* _AIM OF THE TASK_
Repeat every line of the data exactly; no picture belongs in the copy.

* _PROVIDED ENTRIES_
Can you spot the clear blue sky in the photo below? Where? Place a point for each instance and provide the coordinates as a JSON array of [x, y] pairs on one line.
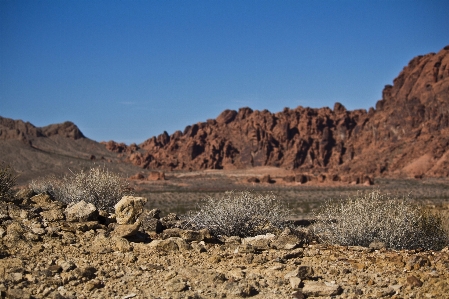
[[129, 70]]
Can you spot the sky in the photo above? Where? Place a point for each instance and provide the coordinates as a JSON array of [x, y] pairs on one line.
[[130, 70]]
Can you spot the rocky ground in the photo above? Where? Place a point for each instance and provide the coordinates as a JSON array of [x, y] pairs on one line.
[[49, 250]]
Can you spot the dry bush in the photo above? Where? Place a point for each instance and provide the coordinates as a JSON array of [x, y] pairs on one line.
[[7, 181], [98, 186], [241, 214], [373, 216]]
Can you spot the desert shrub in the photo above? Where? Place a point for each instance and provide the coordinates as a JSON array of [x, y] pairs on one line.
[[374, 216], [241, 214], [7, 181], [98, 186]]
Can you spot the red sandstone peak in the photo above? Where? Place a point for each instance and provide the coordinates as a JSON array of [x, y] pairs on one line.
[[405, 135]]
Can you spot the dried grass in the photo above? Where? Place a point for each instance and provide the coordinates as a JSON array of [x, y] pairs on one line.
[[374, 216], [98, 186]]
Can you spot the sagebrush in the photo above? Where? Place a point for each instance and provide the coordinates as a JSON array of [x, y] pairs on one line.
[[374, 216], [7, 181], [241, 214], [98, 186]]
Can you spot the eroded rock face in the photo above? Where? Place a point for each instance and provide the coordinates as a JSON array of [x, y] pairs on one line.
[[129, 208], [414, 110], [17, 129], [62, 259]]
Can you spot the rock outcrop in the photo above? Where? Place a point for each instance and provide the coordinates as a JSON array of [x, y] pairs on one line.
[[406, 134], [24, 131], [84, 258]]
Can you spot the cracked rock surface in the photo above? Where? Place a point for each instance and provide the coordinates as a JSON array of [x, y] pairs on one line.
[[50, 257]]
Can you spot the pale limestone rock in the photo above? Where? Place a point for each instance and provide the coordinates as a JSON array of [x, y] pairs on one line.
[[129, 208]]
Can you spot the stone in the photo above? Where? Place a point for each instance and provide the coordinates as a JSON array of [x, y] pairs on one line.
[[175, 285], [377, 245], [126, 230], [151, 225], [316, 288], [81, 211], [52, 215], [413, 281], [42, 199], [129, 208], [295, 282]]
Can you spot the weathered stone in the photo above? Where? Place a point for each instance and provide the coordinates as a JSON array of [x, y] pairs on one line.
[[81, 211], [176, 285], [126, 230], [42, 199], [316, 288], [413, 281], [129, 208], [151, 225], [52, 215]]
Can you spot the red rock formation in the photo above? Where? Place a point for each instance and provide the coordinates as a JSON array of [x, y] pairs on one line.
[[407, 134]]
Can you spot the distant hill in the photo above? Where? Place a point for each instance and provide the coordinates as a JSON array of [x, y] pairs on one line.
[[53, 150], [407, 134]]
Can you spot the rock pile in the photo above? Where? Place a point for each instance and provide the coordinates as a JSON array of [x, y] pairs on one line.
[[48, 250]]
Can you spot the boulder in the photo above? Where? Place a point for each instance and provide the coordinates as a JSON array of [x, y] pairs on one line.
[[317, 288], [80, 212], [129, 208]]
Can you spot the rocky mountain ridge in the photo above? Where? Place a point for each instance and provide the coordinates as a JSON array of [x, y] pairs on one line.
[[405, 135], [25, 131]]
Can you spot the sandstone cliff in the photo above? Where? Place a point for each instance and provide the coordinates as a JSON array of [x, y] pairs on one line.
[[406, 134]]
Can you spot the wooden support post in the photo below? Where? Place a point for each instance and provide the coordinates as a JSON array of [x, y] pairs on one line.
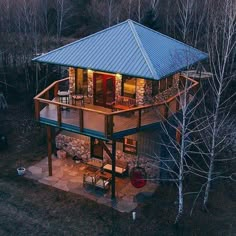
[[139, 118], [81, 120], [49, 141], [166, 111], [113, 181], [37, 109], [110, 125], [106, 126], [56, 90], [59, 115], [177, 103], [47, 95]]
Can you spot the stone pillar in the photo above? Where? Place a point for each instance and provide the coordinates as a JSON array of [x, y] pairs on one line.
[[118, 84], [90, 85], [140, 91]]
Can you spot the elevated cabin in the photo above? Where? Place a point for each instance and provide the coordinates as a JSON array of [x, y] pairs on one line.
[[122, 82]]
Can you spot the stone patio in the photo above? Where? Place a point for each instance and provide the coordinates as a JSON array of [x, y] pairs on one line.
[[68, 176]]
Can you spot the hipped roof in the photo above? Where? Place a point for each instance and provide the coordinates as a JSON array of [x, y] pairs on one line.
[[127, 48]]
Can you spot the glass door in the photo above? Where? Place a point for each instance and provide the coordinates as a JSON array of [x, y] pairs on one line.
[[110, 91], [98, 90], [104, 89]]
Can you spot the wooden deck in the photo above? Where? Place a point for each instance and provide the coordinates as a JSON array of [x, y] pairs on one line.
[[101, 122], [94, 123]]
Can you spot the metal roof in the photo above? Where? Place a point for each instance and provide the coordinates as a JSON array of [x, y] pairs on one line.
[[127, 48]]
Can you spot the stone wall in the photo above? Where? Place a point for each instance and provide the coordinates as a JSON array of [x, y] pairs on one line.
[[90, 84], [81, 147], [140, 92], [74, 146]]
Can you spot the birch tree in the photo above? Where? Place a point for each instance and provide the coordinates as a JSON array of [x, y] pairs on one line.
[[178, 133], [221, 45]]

* _ANSWER TO THIS EXERCISE_
Can you spot the clear blue sky in the photo below? Where? Place a point for each instance and provide the coordinates as a JSON array of [x, y] pairs on one line.
[[129, 70]]
Can you spot the sky in the photo above? Where? Place a point for each instance and provide the coordinates as a JSON array of [x, y] pairs on one line.
[[130, 70]]
Can you spot the rocky ground in the photo above? Where? Place a point for each instance and provide the coordinates as a JSON array of [x, y] pairs on one line.
[[49, 250]]
Can you spot the dry bush in the photo above? Where? Place a point for each instance and provide the coordinates as a JSON array of [x, y] pairs on one line.
[[7, 181], [98, 186], [241, 214], [373, 216]]
Can you spot the desert shrub in the photo above? Where? Place a point for each instance and provide the coordinates as a JSON array of [x, y] pairs on one line.
[[374, 216], [241, 214], [7, 181], [98, 186]]
Can you spot the red sandstone peak in the photo above? Where? Place a point for each instance and provide the coordinates as a JSON array of [x, y] pairs on one line.
[[405, 135]]
Can you spot the dried grass in the photo above? Where? Place a point for each instance and provide the coordinates as a JSON array of [x, y] pairs on one line.
[[374, 216], [98, 186]]
Can you spot the sagebrush in the photo above? Where? Place a point for each instance and provide the coordinates as a JSON array of [x, y] pairs on one line.
[[374, 216], [7, 181], [241, 214], [98, 186]]
Can you spot the eroded rock face in the photo above? Where? Place a point for each instance and provide the coordinates as a JSON array of [x, y] pairs on one line.
[[129, 208], [414, 110], [17, 129], [62, 259]]
Can you spot the rock outcrop in the photo above? Where? Place a point for each instance and provide the coordinates as a JSON array of [x, y] pairs on one line.
[[406, 134], [24, 131], [84, 258]]
Can you spot the cracked rock surface in the photo above? Where? Place a point for each instance and provide the coordinates as a JSON array of [x, y] pairs on one line.
[[50, 257]]
Can you spot the pale limestone rock in the photo above? Where? Place a point for each instance and provide the coordinates as a JSON array of [x, y] pairs on one line.
[[129, 208]]
Can you spot the stone in the photo above? Where? Place a point for each instance and provide the coordinates as a JSON array of [x, y] pairs on one line.
[[175, 285], [377, 245], [126, 230], [151, 225], [316, 288], [81, 211], [52, 215], [413, 281], [42, 199], [129, 208], [295, 282]]
Can you spot the weathered stone in the photo above? Where? Place a point for each instance and provide the coordinates as a JSON array of [x, y] pairs on one line.
[[81, 211], [176, 285], [126, 230], [42, 199], [316, 288], [413, 281], [129, 208], [151, 225], [52, 215]]
Can you spot the red rock formation in the photo above? Where? Place a point for each instance and provide the coordinates as a JSON array of [x, y] pairs on one line.
[[407, 134]]
Can you spot the distant hill in the photo above? Where? Place a point for each instance and provide the coordinates as a JSON array of [x, y] pairs on one line.
[[53, 150], [407, 134]]
Can you spot the rock pile in the photo above? Where? Place a point for each instance and provide the coordinates as a JSON array of [x, y] pairs on one line.
[[48, 250]]
Can you spot the boulder in the photo above? Where? Place a point for each instance and provide the coordinates as a JSON array of [x, y] pairs on one line.
[[317, 288], [80, 212], [129, 208]]
Can you spot the rocky mountain ridge in the photo above? Where? Place a point for each instance and provide the coordinates as a JSON array of [x, y] pairs on one line.
[[405, 135], [25, 131]]
Can you spot the sandstone cliff in the photo above? Where? Place a point for each instance and provide the coordinates as a JSON array of [x, y] pairs on one line.
[[406, 134]]
Can you spot the wooden support post in the photo below? Where? Place a point for each instance and provide the coordinates as a JSON array of [x, y] pairs on one line.
[[139, 118], [81, 120], [49, 141], [166, 111], [113, 181], [37, 109], [110, 125], [106, 126], [56, 90], [59, 115], [177, 103], [47, 95]]
Can you spot the stone pillar in the photo above? Where? Place a point for each instance and provide the coordinates as a JSON array of [x, y] pairs on one line.
[[118, 84], [90, 85], [140, 91]]
Can you spot the elevated cabin in the photo above? Where? Place a point for each instance and provide the coordinates as a JSON array of [x, y] pairs on one line.
[[122, 82]]
Can you spot the stone patio in the photo above? Where? Place a point for each instance and provide the coordinates as a JSON array of [x, y] pairs on one line.
[[68, 176]]
Can you spot the hipped roof in the photo above? Where? Place a point for each instance and provide the coordinates as a JSON array of [x, y] pairs on one line.
[[127, 48]]
Can you spot the glass door in the photo above? Where? Place a point for each instance and provide the coordinates as a JSON array of [x, y] pairs on one line.
[[110, 91], [98, 90], [104, 89]]
Can you spot the wooden deck in the photo above? Where? Place a point for each instance and provide the coordinates as a JSON array of [x, y] pairs on one line.
[[101, 122], [94, 123]]
Can you spot the metal roof in the photo above? Where? Place a point for each instance and provide the coordinates as a JSON array of [x, y] pairs on one line.
[[127, 48]]
Can you spot the stone wall in the photo above? Where? Place a point for each instance and provide the coordinates as a JSON array of [x, y] pairs on one line.
[[90, 84], [81, 147], [140, 92], [74, 146]]
Can you spot the birch tree in the photo above? Where? Place a point for each instance and provide the coordinates as a JSON array of [x, y] pairs on one line.
[[178, 133], [221, 45]]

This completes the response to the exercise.